Problem requirements:
All entries are to be given again verbatim.

[Entries taken from a collection]
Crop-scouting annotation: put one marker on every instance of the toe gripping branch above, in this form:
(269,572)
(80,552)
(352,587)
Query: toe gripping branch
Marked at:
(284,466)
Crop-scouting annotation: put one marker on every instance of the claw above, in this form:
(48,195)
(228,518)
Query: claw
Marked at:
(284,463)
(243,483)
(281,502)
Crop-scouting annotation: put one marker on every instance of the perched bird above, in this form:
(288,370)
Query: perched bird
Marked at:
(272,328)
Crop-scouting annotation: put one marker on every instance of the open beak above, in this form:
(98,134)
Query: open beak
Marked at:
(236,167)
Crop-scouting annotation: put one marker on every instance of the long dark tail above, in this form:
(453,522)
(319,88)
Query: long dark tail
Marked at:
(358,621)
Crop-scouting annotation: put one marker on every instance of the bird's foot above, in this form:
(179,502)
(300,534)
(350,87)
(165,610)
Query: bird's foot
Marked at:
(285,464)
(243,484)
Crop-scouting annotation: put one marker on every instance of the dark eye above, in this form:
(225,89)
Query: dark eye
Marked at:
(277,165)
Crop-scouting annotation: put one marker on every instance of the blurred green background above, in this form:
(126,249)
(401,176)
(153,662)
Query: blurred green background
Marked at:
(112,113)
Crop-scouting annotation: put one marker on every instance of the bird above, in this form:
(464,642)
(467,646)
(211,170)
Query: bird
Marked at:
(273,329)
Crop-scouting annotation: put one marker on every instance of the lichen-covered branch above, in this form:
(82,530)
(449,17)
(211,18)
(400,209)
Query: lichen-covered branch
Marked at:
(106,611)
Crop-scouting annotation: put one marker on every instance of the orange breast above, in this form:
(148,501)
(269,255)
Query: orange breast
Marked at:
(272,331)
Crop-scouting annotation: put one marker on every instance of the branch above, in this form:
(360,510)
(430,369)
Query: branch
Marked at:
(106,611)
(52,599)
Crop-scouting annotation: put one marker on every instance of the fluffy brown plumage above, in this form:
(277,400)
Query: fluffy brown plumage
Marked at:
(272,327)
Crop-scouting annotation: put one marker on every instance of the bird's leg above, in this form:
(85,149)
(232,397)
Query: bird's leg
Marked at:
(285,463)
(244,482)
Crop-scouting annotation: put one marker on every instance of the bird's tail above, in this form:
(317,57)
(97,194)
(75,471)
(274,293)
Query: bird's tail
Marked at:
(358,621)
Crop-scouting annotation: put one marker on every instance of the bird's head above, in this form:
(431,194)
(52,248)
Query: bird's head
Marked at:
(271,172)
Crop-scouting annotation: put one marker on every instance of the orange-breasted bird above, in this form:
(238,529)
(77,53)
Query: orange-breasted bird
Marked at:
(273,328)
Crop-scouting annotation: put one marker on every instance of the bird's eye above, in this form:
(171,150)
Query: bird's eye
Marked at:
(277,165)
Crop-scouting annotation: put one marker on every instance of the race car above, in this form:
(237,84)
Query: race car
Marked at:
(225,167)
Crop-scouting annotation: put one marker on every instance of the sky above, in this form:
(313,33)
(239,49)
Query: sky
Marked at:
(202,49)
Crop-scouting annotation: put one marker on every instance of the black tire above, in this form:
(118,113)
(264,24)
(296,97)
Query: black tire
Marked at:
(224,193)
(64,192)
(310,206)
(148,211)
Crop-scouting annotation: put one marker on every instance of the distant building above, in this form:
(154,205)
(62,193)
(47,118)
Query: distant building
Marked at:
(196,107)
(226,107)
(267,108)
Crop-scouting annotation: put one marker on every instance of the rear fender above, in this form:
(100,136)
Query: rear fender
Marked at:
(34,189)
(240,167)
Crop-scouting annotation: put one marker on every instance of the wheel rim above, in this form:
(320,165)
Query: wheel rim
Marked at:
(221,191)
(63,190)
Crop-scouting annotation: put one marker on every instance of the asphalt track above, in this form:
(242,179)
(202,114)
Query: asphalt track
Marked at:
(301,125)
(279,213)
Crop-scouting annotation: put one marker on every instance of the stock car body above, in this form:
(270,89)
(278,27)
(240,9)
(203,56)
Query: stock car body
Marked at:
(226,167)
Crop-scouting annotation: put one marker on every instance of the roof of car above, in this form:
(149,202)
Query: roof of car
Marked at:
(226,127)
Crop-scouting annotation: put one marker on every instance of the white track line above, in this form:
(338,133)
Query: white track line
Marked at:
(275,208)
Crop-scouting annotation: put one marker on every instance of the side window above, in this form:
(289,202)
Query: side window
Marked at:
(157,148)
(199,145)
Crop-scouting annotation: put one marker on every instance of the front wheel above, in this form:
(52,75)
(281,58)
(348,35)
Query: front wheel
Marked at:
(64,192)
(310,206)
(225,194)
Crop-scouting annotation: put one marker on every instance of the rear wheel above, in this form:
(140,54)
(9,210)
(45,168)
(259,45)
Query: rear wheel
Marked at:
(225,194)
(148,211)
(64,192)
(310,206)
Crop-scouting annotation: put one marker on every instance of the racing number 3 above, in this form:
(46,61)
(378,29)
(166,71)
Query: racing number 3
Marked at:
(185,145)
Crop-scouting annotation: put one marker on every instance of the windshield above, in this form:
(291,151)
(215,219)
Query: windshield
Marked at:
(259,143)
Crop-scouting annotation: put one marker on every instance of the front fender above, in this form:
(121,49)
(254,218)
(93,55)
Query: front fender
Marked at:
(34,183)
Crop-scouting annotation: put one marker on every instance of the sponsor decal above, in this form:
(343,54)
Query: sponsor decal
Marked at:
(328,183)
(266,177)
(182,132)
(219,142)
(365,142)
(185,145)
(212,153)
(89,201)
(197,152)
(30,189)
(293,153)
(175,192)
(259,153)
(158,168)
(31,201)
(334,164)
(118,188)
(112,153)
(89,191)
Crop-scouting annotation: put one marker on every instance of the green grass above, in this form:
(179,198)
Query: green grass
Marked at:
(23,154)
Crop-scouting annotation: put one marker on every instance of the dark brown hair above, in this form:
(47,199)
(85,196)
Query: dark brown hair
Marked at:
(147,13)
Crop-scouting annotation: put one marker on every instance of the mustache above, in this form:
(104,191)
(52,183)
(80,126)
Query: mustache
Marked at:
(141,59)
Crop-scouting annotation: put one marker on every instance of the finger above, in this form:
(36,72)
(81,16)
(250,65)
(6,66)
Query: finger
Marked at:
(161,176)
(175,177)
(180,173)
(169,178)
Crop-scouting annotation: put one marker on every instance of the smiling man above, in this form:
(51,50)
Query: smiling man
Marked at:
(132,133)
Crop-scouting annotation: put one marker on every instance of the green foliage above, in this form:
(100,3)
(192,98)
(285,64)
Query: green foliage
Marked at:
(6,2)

Exercise output:
Crop-scouting annotation: put one marker on every instance of the toe gripping branch above, in this form:
(269,572)
(80,552)
(352,587)
Query: toe gripping branch
Marked at:
(284,466)
Crop-scouting annotation: put one marker on every instance of the claw above, in this form:
(48,195)
(228,518)
Query: claw
Marked at:
(284,463)
(243,483)
(281,502)
Crop-scouting annotation: put one marker on every instance of the perched bird above, in this form:
(288,370)
Query: perched bird
Marked at:
(272,328)
Crop-scouting annotation: put one marker on every instance of the open beak above, in this form:
(98,134)
Query: open beak
Marked at:
(236,167)
Crop-scouting annotation: put one marker on every instance of the long dark tail above, in this form:
(453,522)
(319,88)
Query: long dark tail
Marked at:
(358,621)
Crop-scouting annotation: put one marker on every instance of the bird's foot above, in this form:
(179,502)
(300,534)
(350,87)
(165,610)
Query: bird's foot
Marked at:
(285,464)
(243,484)
Crop-scouting annotation: put one marker on every instance of the dark eye above, in this form:
(225,89)
Query: dark eye
Marked at:
(277,165)
Crop-scouting annotation: put one marker on every instance of the blurred green background above, in this form:
(126,249)
(401,176)
(153,662)
Query: blurred green background
Marked at:
(112,113)
Crop-scouting annotation: put one marker on every instance of the bird above, in this form:
(464,642)
(467,646)
(211,170)
Query: bird
Marked at:
(273,329)
Crop-scouting annotation: put one marker on every instance of the lichen-covered branch above, in this form:
(82,530)
(449,17)
(211,18)
(400,209)
Query: lichen-covered branch
Marked at:
(106,611)
Crop-scouting annotation: put one marker on every instance of the orange breast above, in this form:
(148,501)
(269,255)
Query: orange breast
Marked at:
(272,331)
Crop-scouting annotation: put one marker on every instance of the branch above, in this form:
(360,510)
(430,369)
Query: branch
Marked at:
(106,611)
(52,599)
Crop-scouting annotation: put one marker on every instance of the fluffy brown plumage above, in this form:
(277,400)
Query: fluffy brown plumage
Marked at:
(272,327)
Crop-scouting annotation: put one marker on every instance of the bird's leg above, in this form:
(85,149)
(232,397)
Query: bird's leg
Marked at:
(285,463)
(244,482)
Crop-scouting annotation: put one marker on every instance of the bird's tail above, in this form:
(317,57)
(97,194)
(75,471)
(274,293)
Query: bird's tail
Marked at:
(358,621)
Crop-scouting annotation: put one marker on every instance of the bird's head above, in this form:
(431,194)
(52,248)
Query: bird's head
Marked at:
(271,172)
Crop-scouting annotation: put one marker on every instance of the orange-breasted bird above, in this form:
(238,529)
(77,53)
Query: orange-breasted bird
Marked at:
(273,328)
Crop-scouting annotation: put one marker on every instance of the bird's eye above, in this form:
(171,150)
Query: bird's eye
Marked at:
(277,165)
Crop-scouting annotation: put one marker on every instance of the race car above, in this form:
(237,84)
Query: race car
Marked at:
(225,167)
Crop-scouting annotation: put one marker on every instance of the sky above, in this form:
(313,33)
(239,49)
Query: sky
Marked at:
(202,49)
Crop-scouting annotation: put one marker on every instance of the black tire above, in this form:
(118,113)
(264,24)
(296,97)
Query: black tire
Marked at:
(224,193)
(64,192)
(310,206)
(148,211)
Crop-scouting annotation: put one marker on every instance of the distant building above, in this form:
(154,205)
(62,193)
(47,118)
Query: distant building
Marked at:
(196,107)
(226,107)
(267,108)
Crop-scouting annotation: put one marker on every instance of the rear fender above, in this form:
(100,136)
Query: rear fender
Marked at:
(34,189)
(240,167)
Crop-scouting annotation: put one marker on every instance of the wheel rim above, in this form:
(320,165)
Query: wheel rim
Marked at:
(221,191)
(63,190)
Crop-scouting annotation: put one marker on every instance of the asphalt track above, in this form:
(242,179)
(202,114)
Query: asphalt track
Marked at:
(301,125)
(279,213)
Crop-scouting annotation: put one marker on every instance of the stock car body above, in this form:
(270,89)
(278,27)
(240,9)
(203,56)
Query: stock car body
Marked at:
(226,167)
Crop-scouting annotation: put one marker on every instance of the roof of car above, in this form:
(149,202)
Query: roof of car
Marked at:
(226,127)
Crop-scouting annotation: put one marker on every instance of the white track line above, in this form:
(338,133)
Query: white track line
Marked at:
(275,208)
Crop-scouting annotation: put one marker on every instance of the side window above, in this form:
(289,202)
Query: side window
Marked at:
(157,148)
(199,145)
Crop-scouting annotation: put one marker on every instance of the front wheel above, in this form:
(52,75)
(281,58)
(348,35)
Query: front wheel
Marked at:
(64,192)
(310,206)
(225,194)
Crop-scouting annotation: put one marker on every instance of the rear wheel above, in this form:
(140,54)
(9,210)
(45,168)
(259,45)
Query: rear wheel
Marked at:
(225,194)
(148,211)
(64,192)
(310,206)
Crop-scouting annotation: put one marker on every instance of the racing number 3 above, in this form:
(46,61)
(378,29)
(166,71)
Query: racing number 3
Marked at:
(185,145)
Crop-scouting annotation: put one marker on every instance of the windshield above, in this form:
(291,151)
(215,219)
Query: windshield
Marked at:
(259,143)
Crop-scouting annotation: put one marker on every instance of the front fender above, in this form:
(121,49)
(254,218)
(93,55)
Query: front fender
Marked at:
(34,183)
Crop-scouting annotation: put one marker on every instance of the sponsor decal above, in this form:
(343,54)
Query: sponsor decal
Marked at:
(328,183)
(266,177)
(182,132)
(219,142)
(365,142)
(185,145)
(212,153)
(89,201)
(197,152)
(30,189)
(293,153)
(175,192)
(259,153)
(158,168)
(31,201)
(334,164)
(118,188)
(112,153)
(89,191)
Crop-scouting annotation: put one marker on every instance of the green grass above, in this form:
(179,198)
Query: green grass
Marked at:
(23,154)
Crop-scouting annotation: put one marker on every instance of the dark brown hair above, in this form:
(47,199)
(85,196)
Query: dark brown hair
Marked at:
(147,13)
Crop-scouting annotation: put one marker on every instance of the mustache above, in this form:
(104,191)
(52,183)
(80,126)
Query: mustache
Marked at:
(141,59)
Crop-scouting annotation: put one marker on every instance of the finger above, in this form:
(36,72)
(81,16)
(250,65)
(6,66)
Query: finger
Marked at:
(161,176)
(175,177)
(180,173)
(169,178)
Crop-scouting annotation: put one marker on every instance of the smiling man above, in this form:
(51,50)
Query: smiling man
Marked at:
(132,133)
Crop-scouting annotation: put one marker on every instance of the green foliage above, in this form:
(100,3)
(192,98)
(285,64)
Query: green foliage
Marked at:
(6,2)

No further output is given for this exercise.